◆ **DATA ENTRIES**
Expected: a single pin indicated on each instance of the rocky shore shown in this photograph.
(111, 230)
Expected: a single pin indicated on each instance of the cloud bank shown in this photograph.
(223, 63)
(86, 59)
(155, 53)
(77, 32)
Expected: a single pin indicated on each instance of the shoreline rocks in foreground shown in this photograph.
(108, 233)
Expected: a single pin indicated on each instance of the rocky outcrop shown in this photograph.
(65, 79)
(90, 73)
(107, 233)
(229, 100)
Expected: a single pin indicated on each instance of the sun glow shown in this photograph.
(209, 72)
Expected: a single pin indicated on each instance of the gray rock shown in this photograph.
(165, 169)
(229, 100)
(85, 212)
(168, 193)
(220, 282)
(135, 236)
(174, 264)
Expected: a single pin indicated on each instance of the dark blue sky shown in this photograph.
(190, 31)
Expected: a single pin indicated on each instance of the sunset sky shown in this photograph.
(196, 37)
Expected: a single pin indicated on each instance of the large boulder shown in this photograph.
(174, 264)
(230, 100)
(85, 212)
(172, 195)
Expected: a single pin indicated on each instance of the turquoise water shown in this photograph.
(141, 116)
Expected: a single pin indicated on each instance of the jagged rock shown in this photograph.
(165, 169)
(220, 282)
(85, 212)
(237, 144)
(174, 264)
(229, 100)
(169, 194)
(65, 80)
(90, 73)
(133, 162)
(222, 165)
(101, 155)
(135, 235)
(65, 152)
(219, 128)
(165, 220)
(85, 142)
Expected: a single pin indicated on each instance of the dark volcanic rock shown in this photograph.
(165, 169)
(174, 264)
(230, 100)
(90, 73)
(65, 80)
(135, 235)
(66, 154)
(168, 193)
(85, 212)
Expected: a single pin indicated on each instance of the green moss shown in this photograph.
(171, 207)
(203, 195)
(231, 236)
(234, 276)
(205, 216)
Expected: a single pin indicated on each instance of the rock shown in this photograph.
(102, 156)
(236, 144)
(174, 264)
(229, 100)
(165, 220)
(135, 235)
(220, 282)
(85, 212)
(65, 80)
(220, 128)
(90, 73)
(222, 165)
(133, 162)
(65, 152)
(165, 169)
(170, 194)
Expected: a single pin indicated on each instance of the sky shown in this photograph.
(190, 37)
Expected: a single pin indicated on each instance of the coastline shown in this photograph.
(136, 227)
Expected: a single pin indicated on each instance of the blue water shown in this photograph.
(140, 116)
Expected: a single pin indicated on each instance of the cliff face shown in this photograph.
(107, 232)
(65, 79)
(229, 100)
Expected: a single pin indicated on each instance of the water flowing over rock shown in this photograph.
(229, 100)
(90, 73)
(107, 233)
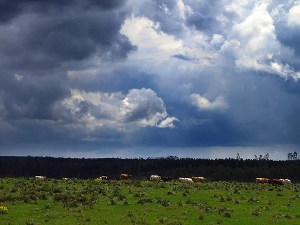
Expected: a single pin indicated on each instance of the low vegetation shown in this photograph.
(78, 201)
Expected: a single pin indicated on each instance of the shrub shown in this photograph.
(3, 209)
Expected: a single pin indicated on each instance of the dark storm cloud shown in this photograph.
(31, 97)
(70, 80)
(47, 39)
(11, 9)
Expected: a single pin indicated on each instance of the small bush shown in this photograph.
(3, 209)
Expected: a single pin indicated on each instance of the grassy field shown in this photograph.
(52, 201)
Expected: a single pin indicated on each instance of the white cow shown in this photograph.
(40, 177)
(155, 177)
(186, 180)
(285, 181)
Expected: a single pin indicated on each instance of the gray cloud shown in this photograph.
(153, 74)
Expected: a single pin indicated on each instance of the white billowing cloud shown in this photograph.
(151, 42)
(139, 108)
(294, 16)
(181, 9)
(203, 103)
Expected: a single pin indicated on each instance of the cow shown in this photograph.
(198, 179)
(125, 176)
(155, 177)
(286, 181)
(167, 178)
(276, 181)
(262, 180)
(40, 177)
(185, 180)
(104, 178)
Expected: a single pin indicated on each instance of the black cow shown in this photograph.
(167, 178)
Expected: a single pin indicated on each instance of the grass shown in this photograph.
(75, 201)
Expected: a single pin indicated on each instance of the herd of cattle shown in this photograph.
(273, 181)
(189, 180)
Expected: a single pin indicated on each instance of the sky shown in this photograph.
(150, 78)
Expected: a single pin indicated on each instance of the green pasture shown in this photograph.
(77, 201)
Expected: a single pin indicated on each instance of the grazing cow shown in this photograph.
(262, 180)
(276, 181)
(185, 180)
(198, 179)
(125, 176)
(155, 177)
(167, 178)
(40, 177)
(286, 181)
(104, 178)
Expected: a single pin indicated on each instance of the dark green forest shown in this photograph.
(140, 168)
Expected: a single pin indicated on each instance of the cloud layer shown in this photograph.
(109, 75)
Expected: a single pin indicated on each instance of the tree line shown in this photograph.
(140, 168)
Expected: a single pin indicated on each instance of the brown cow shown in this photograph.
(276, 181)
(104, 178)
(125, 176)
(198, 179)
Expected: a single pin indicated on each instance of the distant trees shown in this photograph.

◆ **AIM OF THE TASK**
Rescale the stretch from the line containing "Expected: a single pin indicated on each instance of the tree" through the end of the entries. Give every line again, multiplying each coordinate by 2.35 and rounding to the nearest whole number, with halves rounded up.

◆ **TASK OUTPUT**
Expected: a single pin indicated on each instance of the tree line shown in this photograph.
(329, 395)
Expected: a single pin indicated on each instance of the brown cow shown in this photograph.
(649, 425)
(244, 418)
(294, 414)
(465, 421)
Expected: a single pin indicated on each instance of the distant trees shown in this photograph.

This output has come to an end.